BEGIN TEXT BLOCK

The colorful cables are signs of a fiber optic project underway, one of several as Sonoma County advances its goal to expand the region’s broadband connectivity as part of a statewide effort.

The Middle-Mile Broadband Initiative says it will help create an open-access network to bring high-speed broadband service to unserved and underserved communities, using infrastructure consisting of high-capacity fiber optic lines that can carry large amounts of data at high speeds over long distances.

There are a number of fiber optic residential and business Internet service providers in Sonoma County. The county’s efforts to leverage existing fiber optic infrastructure and expand wireless and broadband service is being managed through the Golden State Connect Authority, which it joined in 2021, consistent with the Five-Year Strategic Plan.

The Highway 101 project is under the oversight of Caltrans, according to District 4 spokesperson Jeffrey Weiss. He said the work is being done using federal funds under state oversight, with $150 million total spent so far to fill connectivity gaps across the county.

Weiss said the fiber optic infrastructure work underway on Highway 101 running from Santa Rosa’s Airport Boulevard to Cloverdale is managed under a contract with Arcadian Infracom.

END TEXT BLOCK
BEGIN ENTRIES PROVIDED

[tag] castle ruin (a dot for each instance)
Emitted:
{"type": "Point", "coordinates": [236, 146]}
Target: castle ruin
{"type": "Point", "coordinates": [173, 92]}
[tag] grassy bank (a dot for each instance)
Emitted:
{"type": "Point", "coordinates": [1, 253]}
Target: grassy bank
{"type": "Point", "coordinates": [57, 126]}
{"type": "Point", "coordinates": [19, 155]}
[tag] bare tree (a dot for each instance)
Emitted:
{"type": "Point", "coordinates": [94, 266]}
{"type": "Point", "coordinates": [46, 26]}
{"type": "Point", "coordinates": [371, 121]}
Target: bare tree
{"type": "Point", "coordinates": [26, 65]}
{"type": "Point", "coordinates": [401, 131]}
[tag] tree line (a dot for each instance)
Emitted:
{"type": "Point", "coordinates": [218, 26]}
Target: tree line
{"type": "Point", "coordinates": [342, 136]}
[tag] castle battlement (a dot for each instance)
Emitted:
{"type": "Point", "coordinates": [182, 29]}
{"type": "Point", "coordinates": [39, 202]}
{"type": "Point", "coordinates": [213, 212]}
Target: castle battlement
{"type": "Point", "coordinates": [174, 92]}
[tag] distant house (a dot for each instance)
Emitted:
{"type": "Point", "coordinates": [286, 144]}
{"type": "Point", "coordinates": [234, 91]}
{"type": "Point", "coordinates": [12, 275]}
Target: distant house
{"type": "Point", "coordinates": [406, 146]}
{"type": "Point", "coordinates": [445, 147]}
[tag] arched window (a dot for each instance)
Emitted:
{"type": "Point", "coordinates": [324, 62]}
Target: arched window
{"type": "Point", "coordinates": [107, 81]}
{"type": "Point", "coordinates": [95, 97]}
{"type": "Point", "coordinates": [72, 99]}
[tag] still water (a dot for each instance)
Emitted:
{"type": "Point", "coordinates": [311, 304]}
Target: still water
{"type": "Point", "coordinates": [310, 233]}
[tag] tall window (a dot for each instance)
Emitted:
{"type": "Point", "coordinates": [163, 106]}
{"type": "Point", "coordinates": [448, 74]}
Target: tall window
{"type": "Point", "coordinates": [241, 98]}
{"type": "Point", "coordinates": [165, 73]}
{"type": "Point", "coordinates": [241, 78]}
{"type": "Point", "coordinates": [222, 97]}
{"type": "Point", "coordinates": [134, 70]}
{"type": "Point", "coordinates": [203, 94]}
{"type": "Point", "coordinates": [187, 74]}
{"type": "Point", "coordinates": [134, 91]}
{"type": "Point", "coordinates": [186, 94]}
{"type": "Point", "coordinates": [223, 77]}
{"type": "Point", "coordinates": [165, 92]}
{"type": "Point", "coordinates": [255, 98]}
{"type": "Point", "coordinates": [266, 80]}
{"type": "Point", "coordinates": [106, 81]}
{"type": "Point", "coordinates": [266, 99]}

END ENTRIES PROVIDED

According to the Sonoma County broadband passage, what makes the fiber optic lines suited to the Middle-Mile Broadband Initiative's goal? You won't need the rows for this.

The initiative aims to bring high-speed broadband service to unserved and underserved communities. Its high-capacity fiber optic lines can carry large amounts of data at high speeds over long distances.